The outer end portion of bore 155 accommodates a check valve indicated generally at 162 and comprising an externally threaded bore 163 having an axial through bore 164 and, at the inner end of the body, a frustoconical valve seat 165. Cooperating with body 163 is a movable valve member having a head 166 which presents a frustoconical surface 167 capable of flush engagement with seat 165. The movable valve member also includes a rod 168 which projects axially from the small end of surface 167 and extends through bore 164 in body 163 into engagement in a socket at the center of the inner face of locator key 115. The movable valve member is urged toward body 163 by a compression spring 170 engaged between the blind end of bore 155 and the opposing end of head 166. Bore 164 is of significantly larger diameter than rod 168. A plurality of through bores 171 are provided in key 115 to allow fluid to flow outwardly from recess 114. The effective length of rod 168 is such that, when the key 115 is in its outermost position, surface 167 engages seat 165 under the force of spring 170 and the valve is closed but, when key 115 is forced inwardly into recess 114, rod 168 moves surface 167 inwardly away from seat 165 and the valve is open so that fluid can flow from bore 106 into bore 155, through the space between bore 169 and rod 168, into recess 114 and thence outwardly via bores 171.
At its lower end, body 80 is equipped with a rigidly attached torque key 172. cl Tubing Hanger
Tubing hanger 13, FIGS. 11-14, comprises a hanger body 175 having two through bores 176, the upper end portions of bores 176 being enlarged to accommodate the stingers 98 of the multifunction tool 12, the lower end portions of bores 176 being threaded for connection respectively to the uppermost joints 177 of two tubing strings which depend from the tubing hanger and are equipped with conventional downhole safety valves (not shown). Body 175 also has through bore 178 which, at its upper end, accommodates stinger 102 of tool 12 and at its lower end is threadedly connected to the uppermost joint 179 of a third string of tubing depending from the hanger. Four additional bores 180-183, FIG. 12, extend through body 175, being equipped at their upper ends with receptacles to receive stingers 113 and being connected at their lower ends to conduits 184-187, respectively, which extend downwardly in the well from the tubing hanger to the downhole safety valves.
Hanger 13 is connected to multifunction tool 12 by means including a tubular connector member 188 provided at its lower end with an inturned flange 189 slidably embracing body 175. Above flange 189, body 175 has an outwardly opening transverse annular groove 190 accommodating a plurality of segments 192 which project outwardly from the groove to engage over flange 189. The latch segments are retained by a keeper ring 193 fitted between the segments and the wall of member 188 and provided with an upper inturned flange 194 engaged over the tops of the portions of segments 192 which project outwardly from groove 190. Member 188 has an internal groove accommodating a snap ring 195 engaging the upper end of keeper ring 193 to complete the rigid connection between member 188 and body 175.

__GIVEN DATA__
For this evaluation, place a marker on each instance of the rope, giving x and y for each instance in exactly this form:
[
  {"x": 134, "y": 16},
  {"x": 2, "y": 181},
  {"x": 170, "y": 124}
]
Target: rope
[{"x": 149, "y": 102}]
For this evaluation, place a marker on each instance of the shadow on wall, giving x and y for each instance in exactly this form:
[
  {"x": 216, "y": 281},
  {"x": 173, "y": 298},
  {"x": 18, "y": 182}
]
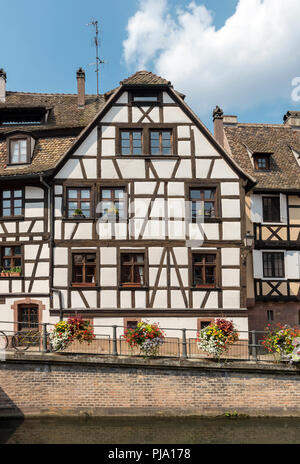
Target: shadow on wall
[{"x": 11, "y": 417}]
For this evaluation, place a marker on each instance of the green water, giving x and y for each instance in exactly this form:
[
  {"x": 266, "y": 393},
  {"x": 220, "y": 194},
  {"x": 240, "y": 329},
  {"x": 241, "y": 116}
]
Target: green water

__TO-DO LIST__
**A.** List every reference numeral that first appears in the tubing hanger description's paragraph on how hanger 13 connects to multifunction tool 12, with the part each one labels.
**B.** Express the three marker rows, from rope through green water, as a JSON list of strings with one string per line. Leave out blank lines and the picture.

__WRITTEN ANSWERS__
**A.**
- 188: tubular connector member
- 189: inturned flange at the lower end of member 188
- 190: outwardly opening transverse annular groove in body 175
- 192: latch segments
- 193: keeper ring
- 194: upper inturned flange of the keeper ring
- 195: snap ring

**B.**
[
  "For this evaluation, place a marker on each instance of the rope, giving x and y for each instance in exactly this form:",
  "[",
  "  {\"x\": 134, \"y\": 16},",
  "  {\"x\": 2, \"y\": 181},",
  "  {\"x\": 170, \"y\": 124}",
  "]",
  "Target: rope",
  "[{\"x\": 149, \"y\": 102}]",
  "For this evaluation, place a marker on each instance of the shadow on wall, giving x and y for each instance in exactly this form:",
  "[",
  "  {\"x\": 216, \"y\": 281},",
  "  {\"x\": 173, \"y\": 298},",
  "  {\"x\": 18, \"y\": 182}",
  "]",
  "Target: shadow on wall",
  "[{\"x\": 11, \"y\": 417}]",
  "For this evaluation, place a marker on each instance of the green water, giving x and y for each instance in exactly this form:",
  "[",
  "  {\"x\": 266, \"y\": 393},",
  "  {\"x\": 220, \"y\": 194},",
  "  {\"x\": 240, \"y\": 329},",
  "  {\"x\": 241, \"y\": 116}",
  "]",
  "Target: green water"
]